WHAT NEEDS TO BE DONE — State how many lines of the data contain the string "stucco". Give only the number.

SOURCE DATA —
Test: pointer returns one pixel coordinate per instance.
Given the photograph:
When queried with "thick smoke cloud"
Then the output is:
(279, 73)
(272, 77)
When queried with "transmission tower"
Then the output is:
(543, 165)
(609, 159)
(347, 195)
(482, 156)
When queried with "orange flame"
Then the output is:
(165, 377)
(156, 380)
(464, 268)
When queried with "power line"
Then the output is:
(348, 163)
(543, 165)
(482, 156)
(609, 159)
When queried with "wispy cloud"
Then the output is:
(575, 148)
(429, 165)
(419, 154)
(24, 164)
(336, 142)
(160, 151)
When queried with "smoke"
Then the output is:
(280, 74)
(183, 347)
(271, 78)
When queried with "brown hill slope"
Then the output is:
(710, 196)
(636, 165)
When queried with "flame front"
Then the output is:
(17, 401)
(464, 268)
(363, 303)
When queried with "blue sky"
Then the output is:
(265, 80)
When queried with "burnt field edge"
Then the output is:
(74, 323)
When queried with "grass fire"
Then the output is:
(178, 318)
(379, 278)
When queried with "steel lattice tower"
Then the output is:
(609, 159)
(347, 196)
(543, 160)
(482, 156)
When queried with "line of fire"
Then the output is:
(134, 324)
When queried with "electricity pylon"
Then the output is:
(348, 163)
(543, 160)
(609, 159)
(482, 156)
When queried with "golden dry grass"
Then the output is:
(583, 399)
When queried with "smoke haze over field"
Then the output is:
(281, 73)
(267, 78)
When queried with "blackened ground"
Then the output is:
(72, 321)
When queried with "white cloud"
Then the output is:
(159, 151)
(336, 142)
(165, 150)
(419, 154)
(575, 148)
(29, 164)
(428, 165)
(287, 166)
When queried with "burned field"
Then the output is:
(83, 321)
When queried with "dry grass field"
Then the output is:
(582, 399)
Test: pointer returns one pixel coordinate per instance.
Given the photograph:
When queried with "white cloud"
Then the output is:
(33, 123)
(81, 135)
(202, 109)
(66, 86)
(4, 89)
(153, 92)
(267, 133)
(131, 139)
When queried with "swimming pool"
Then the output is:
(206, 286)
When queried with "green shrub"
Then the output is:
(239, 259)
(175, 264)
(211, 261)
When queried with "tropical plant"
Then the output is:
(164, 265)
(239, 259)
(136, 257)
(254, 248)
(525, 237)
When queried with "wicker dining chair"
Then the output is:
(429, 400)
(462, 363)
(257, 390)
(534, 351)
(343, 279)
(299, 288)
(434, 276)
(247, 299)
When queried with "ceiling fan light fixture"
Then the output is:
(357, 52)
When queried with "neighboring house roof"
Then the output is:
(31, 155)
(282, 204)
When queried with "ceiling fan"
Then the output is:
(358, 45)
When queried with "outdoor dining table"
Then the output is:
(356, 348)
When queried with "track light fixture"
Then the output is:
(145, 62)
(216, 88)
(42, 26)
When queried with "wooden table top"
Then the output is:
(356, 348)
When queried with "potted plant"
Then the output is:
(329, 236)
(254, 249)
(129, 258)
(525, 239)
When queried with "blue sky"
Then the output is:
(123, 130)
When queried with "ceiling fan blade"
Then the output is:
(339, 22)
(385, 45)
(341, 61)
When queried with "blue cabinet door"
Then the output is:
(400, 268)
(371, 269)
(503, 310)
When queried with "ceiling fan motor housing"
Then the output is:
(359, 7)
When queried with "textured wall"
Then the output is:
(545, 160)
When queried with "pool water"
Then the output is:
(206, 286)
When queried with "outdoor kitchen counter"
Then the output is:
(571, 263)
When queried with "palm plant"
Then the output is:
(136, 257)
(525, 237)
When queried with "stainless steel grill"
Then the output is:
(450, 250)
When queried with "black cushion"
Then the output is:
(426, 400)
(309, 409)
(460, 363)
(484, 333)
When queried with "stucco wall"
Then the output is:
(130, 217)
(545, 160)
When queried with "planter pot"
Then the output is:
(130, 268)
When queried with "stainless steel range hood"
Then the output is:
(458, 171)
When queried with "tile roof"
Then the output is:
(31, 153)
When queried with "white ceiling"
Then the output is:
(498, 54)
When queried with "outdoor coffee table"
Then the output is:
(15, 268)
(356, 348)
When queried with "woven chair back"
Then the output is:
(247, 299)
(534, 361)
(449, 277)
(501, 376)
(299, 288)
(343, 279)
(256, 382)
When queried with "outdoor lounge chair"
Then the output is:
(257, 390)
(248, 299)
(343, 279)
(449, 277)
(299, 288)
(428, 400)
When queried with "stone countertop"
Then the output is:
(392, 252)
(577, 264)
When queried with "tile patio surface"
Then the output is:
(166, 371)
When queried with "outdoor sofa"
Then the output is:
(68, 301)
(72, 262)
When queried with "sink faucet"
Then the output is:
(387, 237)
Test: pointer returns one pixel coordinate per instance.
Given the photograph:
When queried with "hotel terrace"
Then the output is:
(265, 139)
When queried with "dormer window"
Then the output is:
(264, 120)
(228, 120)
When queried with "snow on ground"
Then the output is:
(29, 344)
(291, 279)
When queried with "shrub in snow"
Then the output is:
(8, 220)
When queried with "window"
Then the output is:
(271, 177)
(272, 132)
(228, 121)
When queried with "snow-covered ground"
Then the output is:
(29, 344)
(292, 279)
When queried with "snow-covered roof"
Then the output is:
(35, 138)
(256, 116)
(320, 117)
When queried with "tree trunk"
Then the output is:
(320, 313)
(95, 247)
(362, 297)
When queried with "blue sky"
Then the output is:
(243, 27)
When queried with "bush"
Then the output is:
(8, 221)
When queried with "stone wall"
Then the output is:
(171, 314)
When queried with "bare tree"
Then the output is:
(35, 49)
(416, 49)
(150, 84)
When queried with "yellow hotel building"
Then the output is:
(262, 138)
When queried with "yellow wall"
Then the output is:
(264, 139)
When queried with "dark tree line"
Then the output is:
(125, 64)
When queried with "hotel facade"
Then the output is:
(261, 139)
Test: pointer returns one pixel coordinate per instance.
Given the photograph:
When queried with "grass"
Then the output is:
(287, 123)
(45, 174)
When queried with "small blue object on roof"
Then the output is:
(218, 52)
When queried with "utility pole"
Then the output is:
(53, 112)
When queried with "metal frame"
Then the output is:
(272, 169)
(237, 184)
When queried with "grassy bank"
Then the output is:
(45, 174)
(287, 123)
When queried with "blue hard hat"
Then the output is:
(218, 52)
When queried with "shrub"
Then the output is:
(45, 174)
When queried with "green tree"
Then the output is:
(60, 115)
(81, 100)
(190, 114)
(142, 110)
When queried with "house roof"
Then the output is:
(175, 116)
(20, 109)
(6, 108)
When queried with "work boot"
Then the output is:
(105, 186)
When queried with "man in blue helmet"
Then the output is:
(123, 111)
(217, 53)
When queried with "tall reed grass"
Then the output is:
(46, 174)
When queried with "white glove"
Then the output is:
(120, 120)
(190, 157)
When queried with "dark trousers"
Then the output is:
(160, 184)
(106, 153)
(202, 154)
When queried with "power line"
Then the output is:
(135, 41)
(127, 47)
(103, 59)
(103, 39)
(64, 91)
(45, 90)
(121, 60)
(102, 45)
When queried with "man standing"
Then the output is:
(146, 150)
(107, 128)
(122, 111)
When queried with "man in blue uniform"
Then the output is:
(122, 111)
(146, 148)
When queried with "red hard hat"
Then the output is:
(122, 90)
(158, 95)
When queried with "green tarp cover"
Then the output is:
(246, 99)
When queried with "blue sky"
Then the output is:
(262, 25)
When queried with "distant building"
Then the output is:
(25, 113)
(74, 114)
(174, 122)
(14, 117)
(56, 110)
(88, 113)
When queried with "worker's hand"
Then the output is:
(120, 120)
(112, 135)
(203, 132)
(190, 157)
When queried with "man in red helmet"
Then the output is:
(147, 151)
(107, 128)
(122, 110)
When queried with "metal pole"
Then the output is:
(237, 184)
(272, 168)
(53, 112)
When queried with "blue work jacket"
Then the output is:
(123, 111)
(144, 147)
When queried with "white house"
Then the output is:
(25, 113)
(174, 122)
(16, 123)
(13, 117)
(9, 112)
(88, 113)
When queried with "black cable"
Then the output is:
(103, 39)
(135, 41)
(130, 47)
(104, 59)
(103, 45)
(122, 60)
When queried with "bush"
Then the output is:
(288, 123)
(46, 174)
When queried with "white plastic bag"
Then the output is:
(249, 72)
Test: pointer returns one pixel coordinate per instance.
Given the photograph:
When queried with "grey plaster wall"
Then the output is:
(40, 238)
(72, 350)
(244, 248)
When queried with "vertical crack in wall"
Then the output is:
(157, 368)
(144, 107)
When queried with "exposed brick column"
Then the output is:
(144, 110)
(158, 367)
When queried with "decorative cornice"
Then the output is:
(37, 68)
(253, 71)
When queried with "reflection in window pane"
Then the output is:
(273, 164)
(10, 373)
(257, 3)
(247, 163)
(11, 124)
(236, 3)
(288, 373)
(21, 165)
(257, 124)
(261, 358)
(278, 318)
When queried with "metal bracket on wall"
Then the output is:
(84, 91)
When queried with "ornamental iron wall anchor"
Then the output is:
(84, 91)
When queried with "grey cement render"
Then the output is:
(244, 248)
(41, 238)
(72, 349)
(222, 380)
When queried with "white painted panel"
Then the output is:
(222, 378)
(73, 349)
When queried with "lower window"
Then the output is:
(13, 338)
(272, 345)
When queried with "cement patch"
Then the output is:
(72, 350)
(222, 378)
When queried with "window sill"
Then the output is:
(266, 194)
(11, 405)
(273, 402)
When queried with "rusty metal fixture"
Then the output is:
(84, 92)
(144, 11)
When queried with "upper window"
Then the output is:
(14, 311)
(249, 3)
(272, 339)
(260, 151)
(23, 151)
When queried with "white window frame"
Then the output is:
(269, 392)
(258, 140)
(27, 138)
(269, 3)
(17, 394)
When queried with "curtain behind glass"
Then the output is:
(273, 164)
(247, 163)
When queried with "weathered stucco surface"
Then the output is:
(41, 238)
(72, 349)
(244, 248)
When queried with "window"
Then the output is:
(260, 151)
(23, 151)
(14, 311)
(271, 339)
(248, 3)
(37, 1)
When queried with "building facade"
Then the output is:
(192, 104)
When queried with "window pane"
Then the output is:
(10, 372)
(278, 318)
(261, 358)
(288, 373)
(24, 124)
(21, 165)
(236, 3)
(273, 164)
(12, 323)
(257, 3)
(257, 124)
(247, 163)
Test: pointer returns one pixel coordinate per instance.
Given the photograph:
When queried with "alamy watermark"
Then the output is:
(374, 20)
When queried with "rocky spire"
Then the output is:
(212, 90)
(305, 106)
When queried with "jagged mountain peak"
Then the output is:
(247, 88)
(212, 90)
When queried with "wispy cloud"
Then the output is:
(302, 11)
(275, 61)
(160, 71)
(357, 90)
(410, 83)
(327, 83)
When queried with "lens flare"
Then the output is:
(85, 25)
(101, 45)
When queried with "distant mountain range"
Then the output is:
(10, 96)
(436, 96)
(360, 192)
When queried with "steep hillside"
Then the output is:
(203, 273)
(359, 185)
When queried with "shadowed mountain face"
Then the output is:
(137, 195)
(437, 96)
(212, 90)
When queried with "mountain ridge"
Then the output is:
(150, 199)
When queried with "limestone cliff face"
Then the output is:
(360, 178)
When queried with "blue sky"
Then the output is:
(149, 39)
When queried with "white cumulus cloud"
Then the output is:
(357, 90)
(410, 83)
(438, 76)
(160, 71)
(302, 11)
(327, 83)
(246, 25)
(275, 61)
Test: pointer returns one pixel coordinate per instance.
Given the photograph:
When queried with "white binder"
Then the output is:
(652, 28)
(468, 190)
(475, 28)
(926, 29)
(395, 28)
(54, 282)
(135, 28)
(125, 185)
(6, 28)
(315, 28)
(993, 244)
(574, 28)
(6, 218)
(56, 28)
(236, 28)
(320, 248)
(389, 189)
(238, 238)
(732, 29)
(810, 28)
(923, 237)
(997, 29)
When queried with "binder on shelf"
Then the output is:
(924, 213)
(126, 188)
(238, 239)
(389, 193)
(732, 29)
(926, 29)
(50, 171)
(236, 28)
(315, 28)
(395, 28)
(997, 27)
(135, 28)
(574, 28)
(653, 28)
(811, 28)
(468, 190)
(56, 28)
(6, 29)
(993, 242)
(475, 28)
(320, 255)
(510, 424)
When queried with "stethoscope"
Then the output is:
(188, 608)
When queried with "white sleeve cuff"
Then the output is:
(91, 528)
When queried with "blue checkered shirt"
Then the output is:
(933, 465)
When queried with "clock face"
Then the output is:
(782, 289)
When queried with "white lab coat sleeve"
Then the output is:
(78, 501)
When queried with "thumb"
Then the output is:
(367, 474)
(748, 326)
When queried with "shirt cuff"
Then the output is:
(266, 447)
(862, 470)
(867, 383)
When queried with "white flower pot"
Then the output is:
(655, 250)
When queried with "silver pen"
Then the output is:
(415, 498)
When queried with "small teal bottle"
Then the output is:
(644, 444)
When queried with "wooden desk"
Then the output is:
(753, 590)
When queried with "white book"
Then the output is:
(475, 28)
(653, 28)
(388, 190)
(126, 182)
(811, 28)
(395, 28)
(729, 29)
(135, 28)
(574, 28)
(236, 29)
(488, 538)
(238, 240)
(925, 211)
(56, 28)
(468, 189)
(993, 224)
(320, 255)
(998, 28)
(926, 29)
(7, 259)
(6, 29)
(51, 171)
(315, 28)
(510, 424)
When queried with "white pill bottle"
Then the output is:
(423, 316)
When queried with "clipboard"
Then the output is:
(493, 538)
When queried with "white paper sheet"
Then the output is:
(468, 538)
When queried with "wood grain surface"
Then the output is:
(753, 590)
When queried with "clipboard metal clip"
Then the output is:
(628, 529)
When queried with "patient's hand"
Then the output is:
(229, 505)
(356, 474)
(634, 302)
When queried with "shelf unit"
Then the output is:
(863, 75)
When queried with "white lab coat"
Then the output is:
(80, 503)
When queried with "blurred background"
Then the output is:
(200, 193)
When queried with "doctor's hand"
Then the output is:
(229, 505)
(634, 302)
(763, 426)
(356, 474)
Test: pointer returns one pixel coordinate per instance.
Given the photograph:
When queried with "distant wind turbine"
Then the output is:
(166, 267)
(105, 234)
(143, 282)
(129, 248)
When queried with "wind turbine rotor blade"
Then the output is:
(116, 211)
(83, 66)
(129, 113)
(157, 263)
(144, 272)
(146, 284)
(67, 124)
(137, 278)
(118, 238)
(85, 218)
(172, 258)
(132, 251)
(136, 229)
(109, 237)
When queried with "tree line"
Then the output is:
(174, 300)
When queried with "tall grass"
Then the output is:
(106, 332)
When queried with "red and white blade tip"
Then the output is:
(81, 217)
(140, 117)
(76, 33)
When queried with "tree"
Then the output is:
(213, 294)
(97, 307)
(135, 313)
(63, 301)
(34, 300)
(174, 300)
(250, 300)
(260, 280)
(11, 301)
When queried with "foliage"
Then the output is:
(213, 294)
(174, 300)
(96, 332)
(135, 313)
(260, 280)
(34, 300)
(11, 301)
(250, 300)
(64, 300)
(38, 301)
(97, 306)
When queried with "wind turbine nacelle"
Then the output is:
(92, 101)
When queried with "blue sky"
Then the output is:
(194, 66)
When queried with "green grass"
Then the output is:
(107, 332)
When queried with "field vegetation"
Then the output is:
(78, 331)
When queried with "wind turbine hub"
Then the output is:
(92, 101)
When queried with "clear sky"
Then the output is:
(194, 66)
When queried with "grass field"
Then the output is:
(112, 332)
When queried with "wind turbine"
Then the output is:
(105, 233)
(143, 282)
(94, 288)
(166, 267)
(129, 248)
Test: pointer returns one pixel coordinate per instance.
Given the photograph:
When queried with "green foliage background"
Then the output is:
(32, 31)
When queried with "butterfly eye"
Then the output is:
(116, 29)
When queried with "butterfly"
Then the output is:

COMPLETE RESPONSE — 2